Segment Open

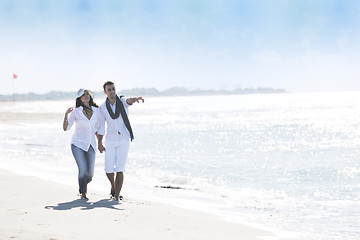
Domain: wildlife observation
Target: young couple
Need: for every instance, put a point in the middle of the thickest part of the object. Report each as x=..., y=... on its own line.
x=89, y=122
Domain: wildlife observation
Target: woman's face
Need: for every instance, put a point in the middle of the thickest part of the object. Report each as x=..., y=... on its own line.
x=85, y=98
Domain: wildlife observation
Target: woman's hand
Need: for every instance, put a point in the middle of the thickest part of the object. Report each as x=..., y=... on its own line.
x=65, y=123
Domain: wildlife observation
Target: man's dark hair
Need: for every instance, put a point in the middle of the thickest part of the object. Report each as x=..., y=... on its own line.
x=107, y=83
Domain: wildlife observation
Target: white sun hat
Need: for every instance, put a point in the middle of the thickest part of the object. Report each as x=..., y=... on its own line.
x=82, y=91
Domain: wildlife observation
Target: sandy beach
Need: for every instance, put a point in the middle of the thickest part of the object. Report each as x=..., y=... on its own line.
x=32, y=208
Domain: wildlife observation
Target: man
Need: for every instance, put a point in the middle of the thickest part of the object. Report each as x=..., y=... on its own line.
x=114, y=111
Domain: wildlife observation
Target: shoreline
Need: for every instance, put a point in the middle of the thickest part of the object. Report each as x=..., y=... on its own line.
x=38, y=209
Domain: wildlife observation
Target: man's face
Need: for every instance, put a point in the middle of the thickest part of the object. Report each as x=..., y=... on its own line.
x=110, y=91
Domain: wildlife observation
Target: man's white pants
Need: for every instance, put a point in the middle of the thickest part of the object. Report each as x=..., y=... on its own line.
x=116, y=154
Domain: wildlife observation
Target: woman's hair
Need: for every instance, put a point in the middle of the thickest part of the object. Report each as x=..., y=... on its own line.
x=79, y=103
x=107, y=83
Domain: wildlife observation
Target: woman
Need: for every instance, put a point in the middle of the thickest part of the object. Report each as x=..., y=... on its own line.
x=83, y=144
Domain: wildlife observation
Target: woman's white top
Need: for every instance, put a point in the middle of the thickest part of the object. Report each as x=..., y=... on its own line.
x=85, y=129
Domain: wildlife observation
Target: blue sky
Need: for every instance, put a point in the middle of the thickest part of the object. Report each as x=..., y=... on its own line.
x=298, y=45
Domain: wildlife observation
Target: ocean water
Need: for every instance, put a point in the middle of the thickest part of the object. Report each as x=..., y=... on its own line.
x=287, y=162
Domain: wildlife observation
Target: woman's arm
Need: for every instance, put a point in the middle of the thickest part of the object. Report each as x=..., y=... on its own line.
x=66, y=118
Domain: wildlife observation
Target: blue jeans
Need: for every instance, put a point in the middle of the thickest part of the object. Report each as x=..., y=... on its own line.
x=86, y=165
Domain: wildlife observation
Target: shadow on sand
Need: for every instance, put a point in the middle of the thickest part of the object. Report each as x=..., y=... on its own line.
x=86, y=205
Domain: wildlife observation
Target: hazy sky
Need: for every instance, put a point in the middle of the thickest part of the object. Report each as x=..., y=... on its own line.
x=298, y=45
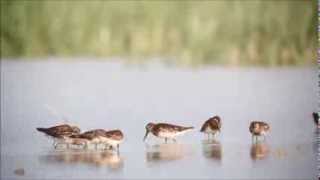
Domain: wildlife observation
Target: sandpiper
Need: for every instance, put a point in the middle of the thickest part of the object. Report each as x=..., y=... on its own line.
x=60, y=133
x=211, y=126
x=114, y=138
x=166, y=131
x=110, y=138
x=96, y=136
x=316, y=119
x=258, y=128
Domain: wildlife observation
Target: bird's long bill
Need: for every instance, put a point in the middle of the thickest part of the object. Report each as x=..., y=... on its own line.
x=145, y=136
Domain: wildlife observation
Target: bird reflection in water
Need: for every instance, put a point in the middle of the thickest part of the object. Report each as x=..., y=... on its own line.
x=316, y=141
x=259, y=151
x=102, y=159
x=166, y=152
x=212, y=149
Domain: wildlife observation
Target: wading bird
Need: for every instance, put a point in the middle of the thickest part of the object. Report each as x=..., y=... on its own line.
x=211, y=126
x=165, y=131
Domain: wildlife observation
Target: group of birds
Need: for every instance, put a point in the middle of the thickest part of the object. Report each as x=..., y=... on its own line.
x=71, y=135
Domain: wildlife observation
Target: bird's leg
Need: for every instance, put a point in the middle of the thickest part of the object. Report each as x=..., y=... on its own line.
x=54, y=142
x=55, y=145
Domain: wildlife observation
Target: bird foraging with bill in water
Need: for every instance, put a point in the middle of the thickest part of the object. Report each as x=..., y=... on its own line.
x=258, y=128
x=60, y=133
x=165, y=131
x=211, y=126
x=109, y=139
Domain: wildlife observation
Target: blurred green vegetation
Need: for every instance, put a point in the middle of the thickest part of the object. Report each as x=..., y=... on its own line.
x=268, y=33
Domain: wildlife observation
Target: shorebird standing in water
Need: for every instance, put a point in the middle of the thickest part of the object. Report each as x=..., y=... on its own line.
x=60, y=133
x=316, y=119
x=99, y=136
x=211, y=126
x=166, y=131
x=95, y=137
x=258, y=128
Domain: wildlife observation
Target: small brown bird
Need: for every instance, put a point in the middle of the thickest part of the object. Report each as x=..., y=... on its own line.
x=114, y=138
x=96, y=136
x=100, y=136
x=60, y=133
x=166, y=131
x=316, y=119
x=211, y=126
x=258, y=128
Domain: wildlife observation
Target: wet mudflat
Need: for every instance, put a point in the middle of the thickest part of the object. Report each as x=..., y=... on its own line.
x=114, y=95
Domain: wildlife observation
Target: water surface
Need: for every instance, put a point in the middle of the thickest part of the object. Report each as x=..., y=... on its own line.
x=113, y=95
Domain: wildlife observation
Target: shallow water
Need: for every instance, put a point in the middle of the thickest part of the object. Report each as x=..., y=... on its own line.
x=112, y=95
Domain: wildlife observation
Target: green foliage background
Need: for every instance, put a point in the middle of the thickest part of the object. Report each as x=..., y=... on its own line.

Segment Closed

# TASK DESCRIPTION
Count how many lines in the data contain the word "bill", giving the number without comment.

# EXPECTED ANSWER
2